Stated problem: Exactly and only the lines from the one with "Each instance receives one keypoint. Mark the sunlight" through the end of the listing are to be transcribed, both ends included.

Stored dataset items:
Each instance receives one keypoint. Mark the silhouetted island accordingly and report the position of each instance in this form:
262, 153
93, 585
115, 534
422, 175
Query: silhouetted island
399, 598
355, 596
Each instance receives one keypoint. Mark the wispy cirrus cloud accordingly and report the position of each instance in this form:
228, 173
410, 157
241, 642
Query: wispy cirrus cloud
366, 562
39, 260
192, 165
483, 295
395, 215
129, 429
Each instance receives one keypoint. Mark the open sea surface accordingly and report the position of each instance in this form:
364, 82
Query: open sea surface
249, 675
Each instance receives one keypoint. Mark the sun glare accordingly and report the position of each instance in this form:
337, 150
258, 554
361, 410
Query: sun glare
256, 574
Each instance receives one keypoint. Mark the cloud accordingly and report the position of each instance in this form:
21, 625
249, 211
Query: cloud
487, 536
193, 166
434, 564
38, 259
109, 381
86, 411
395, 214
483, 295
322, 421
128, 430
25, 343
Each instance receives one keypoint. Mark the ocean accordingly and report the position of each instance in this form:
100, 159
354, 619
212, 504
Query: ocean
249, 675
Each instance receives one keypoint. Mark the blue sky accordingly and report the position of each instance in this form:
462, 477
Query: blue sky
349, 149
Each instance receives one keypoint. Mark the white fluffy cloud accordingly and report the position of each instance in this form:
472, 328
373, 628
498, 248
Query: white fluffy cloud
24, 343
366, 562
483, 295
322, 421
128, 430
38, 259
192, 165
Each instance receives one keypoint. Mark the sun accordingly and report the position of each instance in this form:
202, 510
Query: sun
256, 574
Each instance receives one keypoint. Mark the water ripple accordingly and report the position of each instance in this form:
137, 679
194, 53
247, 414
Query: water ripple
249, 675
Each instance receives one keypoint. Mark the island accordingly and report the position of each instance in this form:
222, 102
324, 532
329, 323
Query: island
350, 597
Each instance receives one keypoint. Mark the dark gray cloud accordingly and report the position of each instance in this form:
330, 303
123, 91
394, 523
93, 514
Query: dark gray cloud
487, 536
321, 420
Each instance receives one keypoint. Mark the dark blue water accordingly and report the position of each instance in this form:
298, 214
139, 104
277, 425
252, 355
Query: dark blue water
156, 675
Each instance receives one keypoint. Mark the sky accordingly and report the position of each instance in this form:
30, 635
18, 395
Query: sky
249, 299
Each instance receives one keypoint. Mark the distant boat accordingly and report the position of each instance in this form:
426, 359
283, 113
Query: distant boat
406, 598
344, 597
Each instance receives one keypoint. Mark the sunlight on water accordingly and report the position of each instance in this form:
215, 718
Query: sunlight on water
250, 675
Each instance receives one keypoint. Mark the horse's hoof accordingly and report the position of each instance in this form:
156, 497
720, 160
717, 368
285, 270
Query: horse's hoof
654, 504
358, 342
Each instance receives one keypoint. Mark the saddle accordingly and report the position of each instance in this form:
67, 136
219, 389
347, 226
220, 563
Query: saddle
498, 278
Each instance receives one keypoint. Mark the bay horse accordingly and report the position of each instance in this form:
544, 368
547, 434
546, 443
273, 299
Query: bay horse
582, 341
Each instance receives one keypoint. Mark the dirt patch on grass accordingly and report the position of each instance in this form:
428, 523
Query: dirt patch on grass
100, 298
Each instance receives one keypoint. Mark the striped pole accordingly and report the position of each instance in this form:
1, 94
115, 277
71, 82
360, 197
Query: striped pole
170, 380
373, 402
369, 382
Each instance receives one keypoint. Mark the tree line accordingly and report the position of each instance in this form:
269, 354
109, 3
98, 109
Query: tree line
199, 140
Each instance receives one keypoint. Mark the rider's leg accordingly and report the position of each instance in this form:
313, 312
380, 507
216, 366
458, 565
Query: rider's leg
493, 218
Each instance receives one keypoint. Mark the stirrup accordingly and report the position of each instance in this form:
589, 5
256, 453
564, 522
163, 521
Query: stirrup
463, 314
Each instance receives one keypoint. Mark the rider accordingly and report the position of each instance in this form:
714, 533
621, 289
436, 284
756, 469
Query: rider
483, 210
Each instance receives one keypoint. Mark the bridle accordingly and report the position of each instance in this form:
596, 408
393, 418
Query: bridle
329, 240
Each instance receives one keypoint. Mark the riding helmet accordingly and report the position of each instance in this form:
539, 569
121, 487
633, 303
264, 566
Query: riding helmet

Answer for the task:
Each instance receives one keypoint. Mark the sunlight on water accordingly and report the position of each instance in this form:
215, 718
Query: sunlight on water
250, 675
Each instance receives one keypoint. Mark the horse's hoof accordingly and report the position of each instance in this form:
156, 497
720, 160
717, 368
285, 270
Query: horse's hoof
654, 504
358, 342
Each instance receives one keypoint. Mark the saddle accordingly and report the position of each instance in this form:
67, 136
219, 389
347, 226
220, 563
Query: saddle
498, 278
Each instance receives one keypoint. Mark the bay horse accordingly and report the position of each instance in this form:
544, 368
547, 434
546, 443
273, 299
Query: bay horse
582, 341
Each instance receives one keypoint. Mark the dirt patch on grass accordingly and report the position of each instance in this form:
428, 523
Query: dirt patch on grass
100, 298
Each instance receives one keypoint. Mark the striped pole accordingly and report the position of each instance in this form:
1, 94
115, 277
71, 82
360, 197
Query: striped pole
170, 380
373, 402
369, 382
Each instance receives one keypoint. Mark the tree line accordingly and report the position of each instance in this form:
269, 354
109, 3
98, 109
Query: tree line
199, 140
Each instance receives one keypoint. Mark the rider's leg accordingly and report the position of each instance in this form:
313, 312
380, 507
216, 366
458, 565
Query: rider's leg
493, 218
Each instance receives one keypoint. Mark the stirrup accordingly and report the position of each instance in this form:
589, 5
256, 453
564, 522
163, 521
Query: stirrup
463, 314
Each instance receives one keypoint. Mark the rider accordingly and report the position of each instance in this form:
714, 533
621, 289
436, 284
756, 469
Query: rider
483, 210
Each instance receives one keypoint. Mark the bridle accordingly and report the position of each instance in this form:
596, 408
393, 418
Query: bridle
329, 240
Each instance receives one keypoint. Mark the riding helmet accordingly and report the position of each instance in this form:
539, 569
121, 487
633, 303
264, 566
Query: riding helmet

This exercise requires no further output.